### Data provided
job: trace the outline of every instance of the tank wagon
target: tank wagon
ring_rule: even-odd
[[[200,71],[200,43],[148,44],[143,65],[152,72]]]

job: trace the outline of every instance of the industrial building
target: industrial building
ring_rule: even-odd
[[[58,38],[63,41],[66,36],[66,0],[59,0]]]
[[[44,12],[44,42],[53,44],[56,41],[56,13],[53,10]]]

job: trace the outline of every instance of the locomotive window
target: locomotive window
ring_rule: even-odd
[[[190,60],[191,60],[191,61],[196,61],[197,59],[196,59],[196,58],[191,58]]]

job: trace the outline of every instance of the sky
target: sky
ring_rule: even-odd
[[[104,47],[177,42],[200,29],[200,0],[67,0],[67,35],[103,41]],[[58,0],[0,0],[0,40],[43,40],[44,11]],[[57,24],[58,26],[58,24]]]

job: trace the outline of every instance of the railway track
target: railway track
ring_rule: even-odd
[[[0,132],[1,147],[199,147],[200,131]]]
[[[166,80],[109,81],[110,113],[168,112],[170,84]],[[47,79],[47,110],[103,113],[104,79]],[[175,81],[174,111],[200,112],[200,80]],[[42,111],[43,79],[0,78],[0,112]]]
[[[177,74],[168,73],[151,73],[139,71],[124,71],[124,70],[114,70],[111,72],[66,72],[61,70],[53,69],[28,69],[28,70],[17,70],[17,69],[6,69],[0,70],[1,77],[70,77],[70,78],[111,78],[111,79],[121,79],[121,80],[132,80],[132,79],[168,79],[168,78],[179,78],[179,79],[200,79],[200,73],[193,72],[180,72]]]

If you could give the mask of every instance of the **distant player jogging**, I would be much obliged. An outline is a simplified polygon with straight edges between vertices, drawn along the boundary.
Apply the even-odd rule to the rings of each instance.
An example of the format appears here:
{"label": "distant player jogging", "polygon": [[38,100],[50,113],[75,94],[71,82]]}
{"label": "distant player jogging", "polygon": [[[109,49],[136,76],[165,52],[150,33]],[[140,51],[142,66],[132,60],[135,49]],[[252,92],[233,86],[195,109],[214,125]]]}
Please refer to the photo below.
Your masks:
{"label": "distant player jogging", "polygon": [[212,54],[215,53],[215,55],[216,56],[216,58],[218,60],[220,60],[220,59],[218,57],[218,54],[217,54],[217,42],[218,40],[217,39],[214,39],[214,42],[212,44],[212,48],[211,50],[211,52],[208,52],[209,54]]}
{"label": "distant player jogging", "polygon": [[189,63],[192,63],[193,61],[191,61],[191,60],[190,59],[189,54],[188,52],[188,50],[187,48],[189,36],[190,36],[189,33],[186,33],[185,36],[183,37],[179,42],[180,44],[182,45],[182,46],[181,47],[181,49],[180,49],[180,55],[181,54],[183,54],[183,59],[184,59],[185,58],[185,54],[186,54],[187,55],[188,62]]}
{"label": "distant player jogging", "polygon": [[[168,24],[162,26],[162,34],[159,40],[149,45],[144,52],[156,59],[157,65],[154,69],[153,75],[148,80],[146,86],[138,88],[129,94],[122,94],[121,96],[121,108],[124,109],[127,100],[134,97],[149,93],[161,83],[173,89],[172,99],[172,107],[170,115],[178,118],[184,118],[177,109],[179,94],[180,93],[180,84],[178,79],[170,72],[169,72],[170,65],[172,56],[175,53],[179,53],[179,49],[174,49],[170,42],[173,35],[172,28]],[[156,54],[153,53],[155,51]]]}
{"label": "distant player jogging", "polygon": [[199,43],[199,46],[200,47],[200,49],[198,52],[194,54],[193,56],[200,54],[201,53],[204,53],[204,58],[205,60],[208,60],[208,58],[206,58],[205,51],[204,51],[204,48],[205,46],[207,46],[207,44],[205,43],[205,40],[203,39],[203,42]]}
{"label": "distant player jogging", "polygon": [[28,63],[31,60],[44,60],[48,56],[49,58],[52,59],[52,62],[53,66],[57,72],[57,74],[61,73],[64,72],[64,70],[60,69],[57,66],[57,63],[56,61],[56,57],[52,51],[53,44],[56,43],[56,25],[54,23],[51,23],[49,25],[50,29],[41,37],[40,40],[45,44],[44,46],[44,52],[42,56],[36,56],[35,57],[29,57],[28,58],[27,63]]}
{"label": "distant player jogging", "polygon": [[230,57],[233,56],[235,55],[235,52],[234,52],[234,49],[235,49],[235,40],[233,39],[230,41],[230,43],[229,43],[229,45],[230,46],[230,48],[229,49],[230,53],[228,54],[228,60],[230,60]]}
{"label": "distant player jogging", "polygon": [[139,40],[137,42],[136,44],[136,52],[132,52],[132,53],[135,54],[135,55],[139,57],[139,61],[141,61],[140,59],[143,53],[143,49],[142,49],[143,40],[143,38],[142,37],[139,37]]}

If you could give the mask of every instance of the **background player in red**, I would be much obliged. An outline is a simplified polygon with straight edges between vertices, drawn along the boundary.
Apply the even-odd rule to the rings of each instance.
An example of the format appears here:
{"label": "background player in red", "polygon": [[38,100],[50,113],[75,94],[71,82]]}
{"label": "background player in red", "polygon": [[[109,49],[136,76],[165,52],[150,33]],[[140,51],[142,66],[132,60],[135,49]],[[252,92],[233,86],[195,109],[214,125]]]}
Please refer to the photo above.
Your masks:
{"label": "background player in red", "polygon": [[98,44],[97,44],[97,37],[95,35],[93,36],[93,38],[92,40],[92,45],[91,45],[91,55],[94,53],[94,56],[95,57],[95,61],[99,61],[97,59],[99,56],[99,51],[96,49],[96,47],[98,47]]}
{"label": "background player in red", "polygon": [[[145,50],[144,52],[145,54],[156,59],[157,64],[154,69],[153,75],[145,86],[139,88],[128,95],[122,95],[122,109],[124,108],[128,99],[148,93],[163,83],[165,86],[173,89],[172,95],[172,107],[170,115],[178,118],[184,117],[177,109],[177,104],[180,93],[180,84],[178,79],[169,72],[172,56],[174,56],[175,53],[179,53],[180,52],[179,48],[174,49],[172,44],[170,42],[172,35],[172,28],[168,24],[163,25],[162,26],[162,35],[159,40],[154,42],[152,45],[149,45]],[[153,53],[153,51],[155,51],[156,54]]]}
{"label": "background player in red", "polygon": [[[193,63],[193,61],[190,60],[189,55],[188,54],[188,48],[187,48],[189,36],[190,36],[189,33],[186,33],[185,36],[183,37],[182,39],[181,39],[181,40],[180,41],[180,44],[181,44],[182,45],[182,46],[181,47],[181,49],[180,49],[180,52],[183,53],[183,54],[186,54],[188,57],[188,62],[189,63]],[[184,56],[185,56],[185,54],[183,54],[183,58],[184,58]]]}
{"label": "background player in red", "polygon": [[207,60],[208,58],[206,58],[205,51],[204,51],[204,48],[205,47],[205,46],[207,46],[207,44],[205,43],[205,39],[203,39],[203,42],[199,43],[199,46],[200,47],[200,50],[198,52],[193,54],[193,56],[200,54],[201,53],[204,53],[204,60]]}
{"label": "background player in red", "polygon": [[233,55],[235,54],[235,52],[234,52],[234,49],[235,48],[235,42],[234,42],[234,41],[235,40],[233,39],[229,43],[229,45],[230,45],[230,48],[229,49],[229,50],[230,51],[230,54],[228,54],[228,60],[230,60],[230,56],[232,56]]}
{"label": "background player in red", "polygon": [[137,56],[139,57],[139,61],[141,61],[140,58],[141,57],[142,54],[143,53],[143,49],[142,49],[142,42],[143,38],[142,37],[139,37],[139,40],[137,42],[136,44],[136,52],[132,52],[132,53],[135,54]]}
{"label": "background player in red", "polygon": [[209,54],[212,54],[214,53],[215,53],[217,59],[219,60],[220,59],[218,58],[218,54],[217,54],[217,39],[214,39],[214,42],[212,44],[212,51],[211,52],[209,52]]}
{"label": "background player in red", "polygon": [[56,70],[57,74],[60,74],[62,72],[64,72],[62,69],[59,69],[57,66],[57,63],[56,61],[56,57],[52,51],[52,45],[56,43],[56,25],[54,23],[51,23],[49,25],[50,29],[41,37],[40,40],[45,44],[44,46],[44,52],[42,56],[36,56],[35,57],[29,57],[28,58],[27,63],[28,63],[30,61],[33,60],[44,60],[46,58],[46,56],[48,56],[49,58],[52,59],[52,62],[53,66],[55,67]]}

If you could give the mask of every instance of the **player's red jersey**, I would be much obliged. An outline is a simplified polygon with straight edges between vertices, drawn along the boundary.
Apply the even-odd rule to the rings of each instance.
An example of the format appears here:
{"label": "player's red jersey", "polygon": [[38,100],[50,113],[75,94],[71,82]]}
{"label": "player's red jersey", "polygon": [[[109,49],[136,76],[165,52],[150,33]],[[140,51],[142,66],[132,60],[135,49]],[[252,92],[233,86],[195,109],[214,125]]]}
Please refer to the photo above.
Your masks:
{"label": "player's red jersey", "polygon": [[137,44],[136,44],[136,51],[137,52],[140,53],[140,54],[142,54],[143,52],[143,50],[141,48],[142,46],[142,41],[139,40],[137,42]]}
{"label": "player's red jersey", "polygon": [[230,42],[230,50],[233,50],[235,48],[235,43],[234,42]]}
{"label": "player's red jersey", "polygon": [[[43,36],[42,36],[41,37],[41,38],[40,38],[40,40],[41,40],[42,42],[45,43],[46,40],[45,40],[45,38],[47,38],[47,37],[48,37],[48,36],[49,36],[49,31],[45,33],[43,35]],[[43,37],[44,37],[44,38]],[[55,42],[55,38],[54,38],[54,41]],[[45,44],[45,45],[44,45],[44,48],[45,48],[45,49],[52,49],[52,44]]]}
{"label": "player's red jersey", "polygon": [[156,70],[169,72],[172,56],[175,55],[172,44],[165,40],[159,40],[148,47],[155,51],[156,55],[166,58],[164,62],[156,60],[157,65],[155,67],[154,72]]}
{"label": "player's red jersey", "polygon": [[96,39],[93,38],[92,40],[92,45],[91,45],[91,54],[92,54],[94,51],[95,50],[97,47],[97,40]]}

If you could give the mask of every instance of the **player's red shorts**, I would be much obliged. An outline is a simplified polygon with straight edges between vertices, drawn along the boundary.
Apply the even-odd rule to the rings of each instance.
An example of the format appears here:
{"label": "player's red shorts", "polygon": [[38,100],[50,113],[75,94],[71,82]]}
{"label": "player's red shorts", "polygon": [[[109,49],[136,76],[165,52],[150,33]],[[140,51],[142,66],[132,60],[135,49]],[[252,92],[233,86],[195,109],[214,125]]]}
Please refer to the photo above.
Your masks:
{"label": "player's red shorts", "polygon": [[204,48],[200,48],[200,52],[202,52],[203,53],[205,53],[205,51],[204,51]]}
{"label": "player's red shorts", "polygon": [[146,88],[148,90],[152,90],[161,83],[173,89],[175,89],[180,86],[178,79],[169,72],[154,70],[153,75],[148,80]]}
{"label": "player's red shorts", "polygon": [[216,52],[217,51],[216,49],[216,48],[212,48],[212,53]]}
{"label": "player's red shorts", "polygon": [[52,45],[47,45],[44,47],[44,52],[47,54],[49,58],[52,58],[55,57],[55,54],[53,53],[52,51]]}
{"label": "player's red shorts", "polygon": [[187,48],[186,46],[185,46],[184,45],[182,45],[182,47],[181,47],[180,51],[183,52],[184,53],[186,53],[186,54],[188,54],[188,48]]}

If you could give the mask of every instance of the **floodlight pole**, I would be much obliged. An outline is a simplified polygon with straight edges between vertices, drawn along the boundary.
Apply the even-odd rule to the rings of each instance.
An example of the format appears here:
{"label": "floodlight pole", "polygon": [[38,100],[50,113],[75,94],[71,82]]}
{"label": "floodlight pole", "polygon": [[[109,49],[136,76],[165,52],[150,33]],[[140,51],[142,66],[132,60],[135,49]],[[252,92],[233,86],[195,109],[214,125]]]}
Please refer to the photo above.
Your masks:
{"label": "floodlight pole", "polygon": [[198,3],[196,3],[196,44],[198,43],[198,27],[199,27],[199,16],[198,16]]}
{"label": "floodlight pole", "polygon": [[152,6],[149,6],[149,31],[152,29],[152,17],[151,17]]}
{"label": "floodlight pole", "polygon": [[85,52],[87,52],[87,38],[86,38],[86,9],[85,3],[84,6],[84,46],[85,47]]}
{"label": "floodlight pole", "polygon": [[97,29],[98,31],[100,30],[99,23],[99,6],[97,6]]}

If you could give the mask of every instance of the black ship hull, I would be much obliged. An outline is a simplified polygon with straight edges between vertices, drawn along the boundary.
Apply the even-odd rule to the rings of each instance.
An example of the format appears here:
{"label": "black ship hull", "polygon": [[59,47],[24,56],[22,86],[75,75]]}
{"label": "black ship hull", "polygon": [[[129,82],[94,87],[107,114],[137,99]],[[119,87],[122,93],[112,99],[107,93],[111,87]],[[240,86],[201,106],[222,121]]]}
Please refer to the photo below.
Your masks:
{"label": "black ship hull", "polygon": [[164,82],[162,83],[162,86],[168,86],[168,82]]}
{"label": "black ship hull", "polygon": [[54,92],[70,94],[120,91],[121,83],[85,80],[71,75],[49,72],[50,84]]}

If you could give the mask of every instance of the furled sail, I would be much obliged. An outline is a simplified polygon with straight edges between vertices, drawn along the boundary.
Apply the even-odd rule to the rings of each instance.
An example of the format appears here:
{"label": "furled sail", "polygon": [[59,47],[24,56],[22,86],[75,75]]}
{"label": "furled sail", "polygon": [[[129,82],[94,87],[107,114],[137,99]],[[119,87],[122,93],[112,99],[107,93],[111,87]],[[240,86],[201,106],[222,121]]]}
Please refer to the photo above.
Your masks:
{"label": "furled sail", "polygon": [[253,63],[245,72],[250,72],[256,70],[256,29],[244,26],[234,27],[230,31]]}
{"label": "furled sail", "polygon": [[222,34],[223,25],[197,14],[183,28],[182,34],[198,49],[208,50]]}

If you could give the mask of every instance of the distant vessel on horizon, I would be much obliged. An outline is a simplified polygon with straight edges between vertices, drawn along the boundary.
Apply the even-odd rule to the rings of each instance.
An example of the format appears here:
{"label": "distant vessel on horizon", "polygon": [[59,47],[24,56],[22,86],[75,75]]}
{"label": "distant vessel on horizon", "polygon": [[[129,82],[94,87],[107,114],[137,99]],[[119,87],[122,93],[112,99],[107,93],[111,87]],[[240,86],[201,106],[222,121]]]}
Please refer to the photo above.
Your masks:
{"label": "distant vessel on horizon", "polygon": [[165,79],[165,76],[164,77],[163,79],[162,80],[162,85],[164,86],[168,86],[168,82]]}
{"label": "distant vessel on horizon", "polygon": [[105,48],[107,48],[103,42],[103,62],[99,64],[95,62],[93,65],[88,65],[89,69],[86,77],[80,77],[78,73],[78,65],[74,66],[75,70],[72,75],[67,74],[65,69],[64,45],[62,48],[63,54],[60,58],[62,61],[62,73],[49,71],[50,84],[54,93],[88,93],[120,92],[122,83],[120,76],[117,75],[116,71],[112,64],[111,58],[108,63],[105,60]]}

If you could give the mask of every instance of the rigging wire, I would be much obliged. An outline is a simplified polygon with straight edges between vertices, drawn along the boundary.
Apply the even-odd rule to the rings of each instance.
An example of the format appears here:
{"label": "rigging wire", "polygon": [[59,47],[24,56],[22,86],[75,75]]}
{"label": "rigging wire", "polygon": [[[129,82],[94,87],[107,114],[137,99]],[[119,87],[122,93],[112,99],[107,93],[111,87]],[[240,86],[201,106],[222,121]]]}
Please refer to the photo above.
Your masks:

### Do this
Which lines in the items above contain the string "target", with case counting? Show each of those lines in full.

### Output of the exercise
target: tank wagon
target: industrial building
target: locomotive window
target: sky
target: railway track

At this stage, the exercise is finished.